Brief
Exactly those lines that run from the one containing "Would you mind indicating the white building" through the last line of the entries below should be printed, and no others.

(Items from a data source)
+++

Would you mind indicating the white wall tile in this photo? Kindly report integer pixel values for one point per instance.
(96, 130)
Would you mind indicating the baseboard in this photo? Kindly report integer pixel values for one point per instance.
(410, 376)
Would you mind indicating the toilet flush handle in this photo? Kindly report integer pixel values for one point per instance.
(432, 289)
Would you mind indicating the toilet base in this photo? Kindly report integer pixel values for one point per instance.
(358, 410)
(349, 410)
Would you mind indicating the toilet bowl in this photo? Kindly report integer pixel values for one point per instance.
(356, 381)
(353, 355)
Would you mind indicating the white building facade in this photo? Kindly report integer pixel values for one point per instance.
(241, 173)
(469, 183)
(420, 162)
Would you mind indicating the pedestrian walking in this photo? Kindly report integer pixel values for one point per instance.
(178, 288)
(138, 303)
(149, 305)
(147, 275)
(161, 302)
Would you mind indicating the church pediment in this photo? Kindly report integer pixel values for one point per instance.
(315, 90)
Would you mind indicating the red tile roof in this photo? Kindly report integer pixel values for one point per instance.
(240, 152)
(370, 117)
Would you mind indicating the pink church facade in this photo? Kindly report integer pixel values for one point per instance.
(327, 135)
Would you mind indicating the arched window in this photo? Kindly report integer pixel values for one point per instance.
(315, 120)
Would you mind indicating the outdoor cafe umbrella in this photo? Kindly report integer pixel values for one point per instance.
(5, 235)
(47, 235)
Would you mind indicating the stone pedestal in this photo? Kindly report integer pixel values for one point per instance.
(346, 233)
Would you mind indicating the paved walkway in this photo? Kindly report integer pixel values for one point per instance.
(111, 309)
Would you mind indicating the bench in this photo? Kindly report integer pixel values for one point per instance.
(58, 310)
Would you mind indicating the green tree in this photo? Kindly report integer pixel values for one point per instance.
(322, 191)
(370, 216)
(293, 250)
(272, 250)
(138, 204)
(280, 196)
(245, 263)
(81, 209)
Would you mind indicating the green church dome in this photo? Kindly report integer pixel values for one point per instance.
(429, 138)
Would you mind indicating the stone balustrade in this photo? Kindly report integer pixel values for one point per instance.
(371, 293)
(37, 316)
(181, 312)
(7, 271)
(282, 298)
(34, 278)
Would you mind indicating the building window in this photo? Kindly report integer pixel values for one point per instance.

+++

Answer below
Would you mind indicating the white building facade in this photo? Kindly report integer pixel values for one point per instance.
(241, 173)
(469, 183)
(420, 162)
Would you mind indicating the pedestrian walking in this photo? Kindly report integer pixel values for one point per instance.
(178, 288)
(138, 303)
(149, 305)
(147, 275)
(161, 302)
Would you mind indicating the church pediment in this photo? Kindly report integer pixel values for one point per instance.
(315, 90)
Would you mind indicating the red tile roof in this photo? Kindly report integer pixel values for one point per instance.
(240, 152)
(370, 117)
Would you mind indicating the pink church facade in this photo? Kindly report integer pixel values for one point per instance.
(327, 135)
Would you mind indicating the arched window in this photo? Kindly report integer pixel values for one point per instance.
(315, 120)
Would you mind indicating the outdoor cafe umbrella in this photo? Kindly report integer pixel values for one point per instance.
(5, 235)
(47, 235)
Would you mind indicating the stone pedestal in this photo? Kindly report integer pixel values for one point per instance.
(346, 233)
Would you mind indicating the paved walkway in this photo? Kindly report integer pixel values for one point per instance.
(111, 309)
Would you mind indicating the bench in this photo? Kindly report integer pixel values for one point per instance.
(58, 310)
Would you mind indicating the green tree in this photo? Kindly report integer pixel values for one point per instance.
(322, 191)
(370, 216)
(293, 250)
(272, 250)
(138, 204)
(280, 196)
(245, 263)
(81, 209)
Would you mind indicating the green church dome in this photo? Kindly report integer pixel values for one point per instance.
(429, 138)
Would you mind indicating the stone balustrade in this photo? Kindly report integer pixel values for one point per instance.
(371, 293)
(37, 316)
(181, 312)
(7, 271)
(282, 298)
(34, 278)
Would you mind indicating the building window in this photo? Kindly report integer pixel values for one point per instance.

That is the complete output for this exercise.